Provided text:
========
The way to manage these kinds of tasks is to decide how much time you'll allow them, and cut them off when that time runs out. Otherwise, they'll rule the rest of your life. I know what you're thinking. This means some things won't get done or won't be as good as they could be. But that assumes that every hour is somehow equally productive, that you never hit a point where time investments yield diminishing returns.

But regardless of whether that's true, letting your work rule your life means you end up resenting your work, or at least feeling a bit guilty whenever you choose to do something else. It's just not a viable long-term strategy.

Put another way, the whole point of (for instance) your writing is to learn. You're right in thinking that other people aren't going to be deeply satisfied with your work, because that's not the point of the work you're doing. It's not in the design. So if you start thinking of your work as a learning process rather than a process whose purpose is producing a product (like a paper), you'll be a lot happier. The learning process is the important thing. The written product is really a by-product, like gizzards or hot dogs.

2) The job market sucks, sure. But worrying isn't going to change it, and it'll just stress you out in the meantime.

I've said before that there are lots of good people without jobs, and that's technically true. What I meant by that is that there are lots of unemployed but able scholars, and if they don't have jobs it's generally for a few reasons:

a) They're lousy teachers. This doesn't matter if you want to work at an R1, but it does matter if you want to go where most of the jobs are.

b) They're socially defective. This matters no matter where you go. The people interviewing you need to like you. They need to want to work with you because you'll make their lives better.

A good litmus test is whether you can pick up a woman/man/child in a situation where alcohol isn't involved, like at the grocery store. If you can, you're probably likable enough to get over the bar. If not, or if it hasn't occurred to you to try, you need to practice making other people want you around.

c) They're competing on the strength of their research in an arena packed full of excellent researchers. This is like any other job. If you want to get hired on the strength of your qualifications, you're probably not going to get hired. There's only one most-accomplished applicant, and you're probably not her.

So what can you do? Be the person that everyone wants to work with, because you're personable and interesting and have good ideas.*

3) How did things change for me? They really didn't.

I liked grad school. I spent my eight a day teaching, taking classes, and researching stuff I love, and the rest of the time doing other things.** I bought a house in little Puerto Rico and rented rooms to friends. I went to lovely bars and drank warm Yuengling. I got mugged in Shanghai. I went on blind dates with chain-smoking women who wore body glitter and had caesarean scars.

The point: what I do for a living changed when I went from being a grad student to being a professor, along with the paycheck and the responsibilities. And those give me more options for living the rest of my life. So in that sense, things are better.

But you can't let grad school make you forget what it's like to have a life outside your education and your job, because that's exactly the kind of thing that'll make being around you an obligation instead of an opportunity.
========
Data entries:
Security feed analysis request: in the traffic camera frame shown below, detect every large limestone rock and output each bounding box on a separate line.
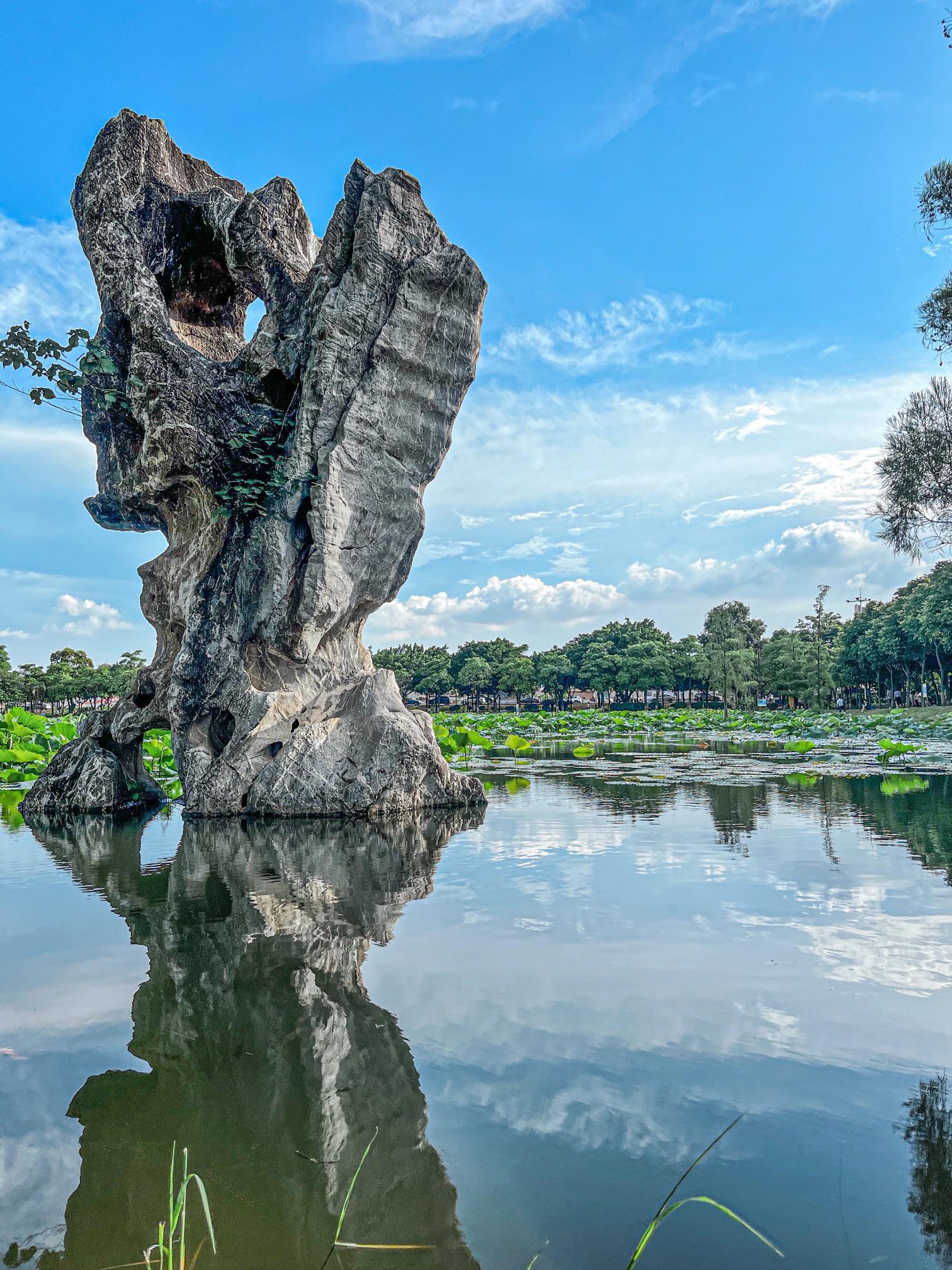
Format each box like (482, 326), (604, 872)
(24, 110), (485, 815)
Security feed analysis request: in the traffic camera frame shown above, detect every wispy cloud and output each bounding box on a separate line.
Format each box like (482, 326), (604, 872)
(656, 331), (812, 366)
(816, 88), (898, 105)
(587, 0), (848, 146)
(487, 292), (725, 375)
(0, 212), (99, 335)
(414, 539), (479, 569)
(456, 512), (492, 530)
(368, 574), (627, 644)
(715, 401), (787, 441)
(711, 446), (880, 526)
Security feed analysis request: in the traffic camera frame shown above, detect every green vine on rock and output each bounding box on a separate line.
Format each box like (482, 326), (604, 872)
(0, 321), (297, 520)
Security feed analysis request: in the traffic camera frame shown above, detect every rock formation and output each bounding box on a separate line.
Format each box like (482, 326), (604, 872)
(34, 808), (482, 1270)
(23, 110), (485, 816)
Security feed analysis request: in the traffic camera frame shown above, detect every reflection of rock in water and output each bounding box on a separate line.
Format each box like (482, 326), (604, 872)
(902, 1076), (952, 1266)
(703, 785), (769, 855)
(38, 809), (481, 1270)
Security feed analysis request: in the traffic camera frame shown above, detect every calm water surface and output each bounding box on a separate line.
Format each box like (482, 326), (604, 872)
(0, 771), (952, 1270)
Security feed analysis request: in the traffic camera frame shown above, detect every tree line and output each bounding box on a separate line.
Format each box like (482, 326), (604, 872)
(373, 561), (952, 710)
(0, 644), (146, 715)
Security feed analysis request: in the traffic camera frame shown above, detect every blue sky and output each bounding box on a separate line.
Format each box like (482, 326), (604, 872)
(0, 0), (952, 661)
========
Written problem 1: In the grad school advice text, where did the writer buy a house during grad school?
Written problem 2: Write the next part of the grad school advice text, picking up after its final sentence.
The lines are not used in this exercise.

Exercise result 1: In little Puerto Rico.

Exercise result 2:
* This, incidentally, also means not being the guy who keeps asking "When will my misery end? When will I know death's sweet embrace?"
** People.

modig
Aug 20, 2002


This was a more interesting thread than I expected. Will you weigh in with your opinion on using "they" as a 3rd person singular gender neutral pronoun?

basement jihadist
Oct 3, 2002



Brainworm posted:

Then your course of action is clear. Find a trophy mistress for your nine to five, and keep this one a close secret in a locked bedroom.

Just for clarity's sake: in this conceit, the trophy daytime mistress is the career that gets you all the things you want in your public life, like money and respect. The ugly one with the magic holes is what you do when you do who you want, i.e. a hobby. Also, the locked bedroom is the part of your life where you do the things you enjoy but keep secret, while the rest of the house is your public life. The implied remaining, unlocked bedrooms represent as yet undiscovered intellectual pursuits that deliver vaguely sensual and decidedly sexist rewards, which you may or may not decide to keep private (lock). Your trophy mistress would presumably have her own unlocked bedroom and share the house with you, but it's also possible she'll want her own place.

A+.

The more I think about it the more I realize it's a bad situation either way. I just got my final grades and some good feedback. They looked promising. I don't really know if it's a hobby when I think about it during my free time for a good part of the day.

The law school "trophy mistress" is looking like she'd run off with my money.

I think I may go for it. I've thought a lot the past few weeks and I think I would be happier staying with English. It's quite a situation.

basement jihadist fucked around with this message at 01:29 on May 6, 2009

Brainworm
Mar 23, 2007

...one of these--
As he hath spices of them all, not all,
For I dare so far free him--made him fear'd...


Nap Ghost

Glazzy posted:

How did you become a professor?

I'm going to call this a motivation question instead of a process question -- I mean, the how is easy. Went to grad school, looked for jobs.

The motivation's trickier. I love what I do, but it's also a compromise between a constellation of academic and non-academic priorities, such as:

* I don't like unilateral decisions, even when I make them. There's this thing that happens, where the people who didn't like the decision before it was made still don't like it afterward, and it gets tough to get them invested in what needs to be done to make the decision work.

At least at my college, decisions happen in committee and after broad consultation, which is one way of sidestepping this problem. I've never been in a business where that's the case, excepting super-small operations. And of course that brings in its own problem set.

* I want to work in a nice place. There are businesses with nice campuses, but even the nicest don't rival a decent college. Apart from the scenery and some excellent old buildings, there's good food service, a nice gym, and a slew of interesting people who like talking about ideas. That's tough to find anywhere.

* My work is almost entirely self-directed. I've got friends who (figuratively) shoot in their pants about interviewing with Google because they get to spend a fifth of their time working on their own projects. I spend about a fifth of my time working on things that aren't my own projects.

* I'm a vegan. Your only hopes for convenient shopping and a like-minded community on that front are living in a pretty large city or being part of a college community.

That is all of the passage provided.